=== PROVIDED RECORDS ===
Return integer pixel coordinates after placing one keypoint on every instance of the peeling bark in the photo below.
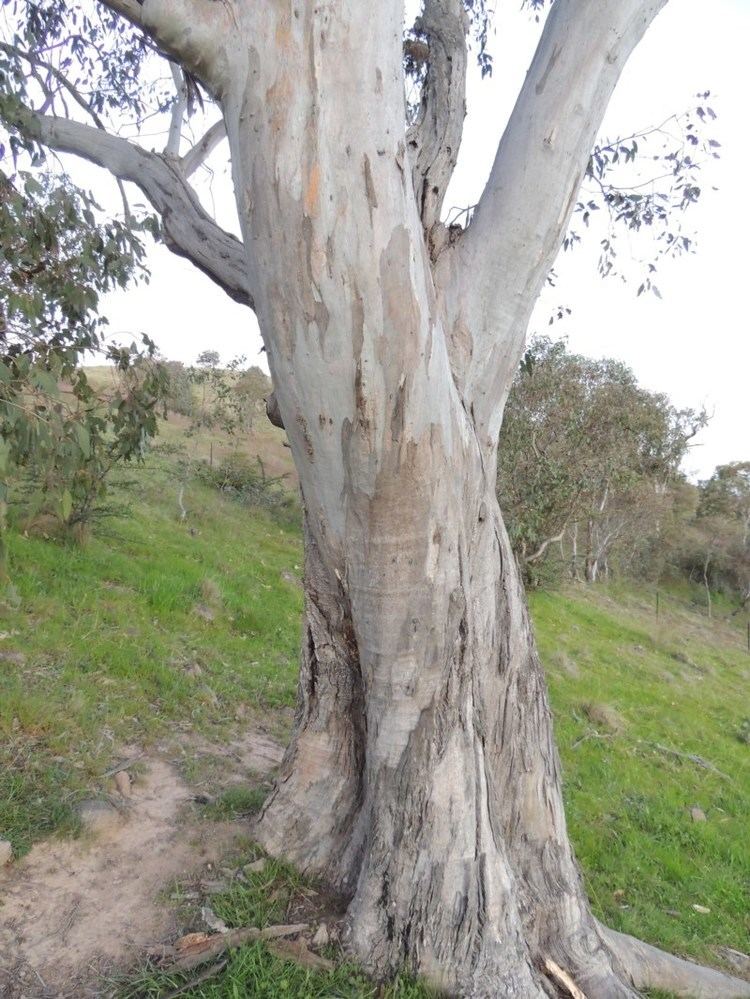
(422, 779)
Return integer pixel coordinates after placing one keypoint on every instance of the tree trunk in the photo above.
(422, 779)
(424, 721)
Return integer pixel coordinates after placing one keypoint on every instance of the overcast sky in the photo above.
(692, 344)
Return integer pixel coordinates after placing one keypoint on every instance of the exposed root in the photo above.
(651, 968)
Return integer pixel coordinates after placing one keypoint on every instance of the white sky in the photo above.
(692, 344)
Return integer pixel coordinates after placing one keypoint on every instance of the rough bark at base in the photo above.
(450, 840)
(310, 815)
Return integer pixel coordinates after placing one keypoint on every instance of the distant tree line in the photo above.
(590, 480)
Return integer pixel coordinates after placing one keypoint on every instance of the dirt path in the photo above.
(74, 910)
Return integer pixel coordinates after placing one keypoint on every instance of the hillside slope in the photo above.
(163, 629)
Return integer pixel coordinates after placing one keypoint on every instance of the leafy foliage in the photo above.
(583, 446)
(59, 439)
(647, 181)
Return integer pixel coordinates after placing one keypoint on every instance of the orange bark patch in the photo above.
(312, 192)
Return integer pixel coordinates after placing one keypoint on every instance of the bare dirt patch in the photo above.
(72, 911)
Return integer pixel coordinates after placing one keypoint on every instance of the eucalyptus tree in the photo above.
(422, 780)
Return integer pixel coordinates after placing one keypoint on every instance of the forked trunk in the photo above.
(422, 779)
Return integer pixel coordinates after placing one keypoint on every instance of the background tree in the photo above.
(60, 440)
(422, 779)
(587, 460)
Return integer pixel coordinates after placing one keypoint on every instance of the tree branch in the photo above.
(434, 139)
(192, 33)
(196, 156)
(188, 229)
(178, 110)
(508, 250)
(130, 9)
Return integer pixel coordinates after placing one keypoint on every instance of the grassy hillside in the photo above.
(161, 628)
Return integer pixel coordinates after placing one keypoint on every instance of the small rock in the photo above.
(123, 783)
(98, 817)
(606, 717)
(212, 921)
(321, 937)
(256, 867)
(14, 658)
(200, 610)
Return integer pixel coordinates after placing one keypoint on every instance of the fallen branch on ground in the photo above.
(699, 761)
(203, 977)
(648, 967)
(206, 947)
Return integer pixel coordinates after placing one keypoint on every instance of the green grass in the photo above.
(645, 861)
(155, 626)
(265, 898)
(160, 628)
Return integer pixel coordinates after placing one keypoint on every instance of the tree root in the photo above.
(648, 967)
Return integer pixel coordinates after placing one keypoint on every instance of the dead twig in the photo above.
(122, 766)
(204, 976)
(699, 761)
(206, 947)
(591, 735)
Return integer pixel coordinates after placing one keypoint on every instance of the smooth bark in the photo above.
(422, 780)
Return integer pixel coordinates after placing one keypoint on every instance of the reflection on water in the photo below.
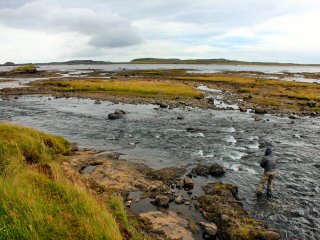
(203, 68)
(156, 137)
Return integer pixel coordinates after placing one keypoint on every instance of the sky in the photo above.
(121, 30)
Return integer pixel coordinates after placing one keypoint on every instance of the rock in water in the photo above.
(166, 226)
(260, 110)
(162, 105)
(116, 115)
(221, 205)
(216, 170)
(179, 199)
(209, 228)
(311, 103)
(162, 201)
(188, 183)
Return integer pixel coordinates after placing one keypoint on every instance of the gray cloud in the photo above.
(105, 30)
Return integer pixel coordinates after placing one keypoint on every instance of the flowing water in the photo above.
(154, 136)
(236, 140)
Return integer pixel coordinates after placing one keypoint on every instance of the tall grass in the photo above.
(34, 205)
(131, 87)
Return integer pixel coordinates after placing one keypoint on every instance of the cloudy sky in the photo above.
(120, 30)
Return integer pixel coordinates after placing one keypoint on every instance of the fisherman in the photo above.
===
▶ [EXERCISE AIM]:
What is needed is a verbatim transcription of the records, minus the pictures.

▶ [RESPONSE BOX]:
Return integer pixel coordinates after placing one keypoint on every instance of the peeling bark in the photo below.
(422, 779)
Return integer pixel coordinates after placing one keypoint on every instance of the tree trunk in the photo above.
(422, 779)
(424, 721)
Return integer pixel coordinates after placing one keypoint on every instance of the overcast sky in the photo above.
(692, 344)
Return integer pixel coordinates after placing one keypoint on every instance of the exposed root in the photo above.
(651, 968)
Return integer pixel coordinates after placing one keypoint on every instance of the white sky in the photo above.
(692, 344)
Return integer pixel coordinates after placing one keypoint on every instance of the rough bark at base in the photo above.
(450, 840)
(310, 815)
Return integer pixel coordinates after placing one keypoint on every instance of the distant tree line in the photo above.
(590, 480)
Return integer pixel coordinates after placing one keypoint on every instance of the dirt path in the photo above.
(74, 910)
Return integer pixel coordinates after placing one keypoint on every instance of the hillside slope in the photo above.
(163, 629)
Return integer pixel coordinates after placing one keypoint on every instance of the leafy foliage in the photo above.
(583, 446)
(59, 439)
(647, 181)
Return integer pixel coordinates after placing one keypoint on every instance of the orange bark patch in the photo above.
(312, 192)
Return integer pixel coordinates after placing one keypoint on every instance of the bare dirt patch in the photo above.
(72, 911)
Return integer pixel coordinates after placing one keypoint on every instance of the eucalyptus tree in the photo above.
(422, 780)
Return integer pixel coordinates after placing one keypoint on every instance of the forked trunk in the photo above.
(422, 779)
Return integer pixel coordinates after placing one keypoint on every instance of the background tree in the photo above.
(60, 440)
(422, 779)
(587, 460)
Return integer pixel coordinates after placing one keypoint on every instance of the tree branch in the photo above.
(434, 139)
(192, 33)
(196, 156)
(188, 229)
(178, 110)
(508, 250)
(130, 9)
Return integer pixel coordinates after placing one keypoint on every instance of the grassy hillside in the photo above.
(161, 628)
Return integer pixel coordinates after placing one keypoint on every instance of the small rock in the photo above.
(123, 783)
(98, 817)
(606, 717)
(212, 921)
(321, 937)
(256, 867)
(14, 658)
(200, 610)
Return integer pixel coordinates after placing one keypoint on every instance of the fallen branch on ground in the photo above.
(699, 761)
(203, 977)
(648, 967)
(206, 947)
Return integer pixel coordinates after placing one keypoint on every instance of the green grass in the photo above.
(645, 861)
(155, 626)
(265, 898)
(160, 628)
Return integer pixel coordinates after placing one keypoint on every instance of the tree root in the photo above.
(648, 967)
Return integer pixel coordinates after placing one keypoint on every instance of the dead twig in the photo above.
(122, 766)
(204, 976)
(699, 761)
(206, 947)
(591, 735)
Return integer pixel coordinates after placing one keypoint on every instance of the smooth bark in the photo above.
(422, 780)
Return integer pixel coordinates after placing one keypoint on every instance of the reflection on water in the photo below.
(203, 68)
(156, 137)
Return integer pixel coordinates after placing one keypoint on every instance of the sky in the photo above.
(121, 30)
Return integer pixel coordinates after placing one keypoint on every instance of the rock in water in the photo above.
(166, 226)
(260, 110)
(162, 105)
(116, 115)
(221, 205)
(216, 170)
(179, 199)
(209, 228)
(311, 103)
(162, 201)
(188, 183)
Return integer pixel coordinates after placing one keypoint on every instance of the gray cloud in the photo above.
(105, 30)
Return integer pixel coordinates after placing one keypoint on every instance of the flowing water in the photo above.
(154, 136)
(236, 140)
Return integer pixel coordinates after placing one keypoint on every instance of the tall grass in the photo above.
(34, 205)
(131, 87)
Return integer pixel coordinates after placing one keypoint on every instance of the cloudy sky in the photo above.
(120, 30)
Return integer pixel coordinates after placing one keypoint on every instance of the fisherman in the photo above.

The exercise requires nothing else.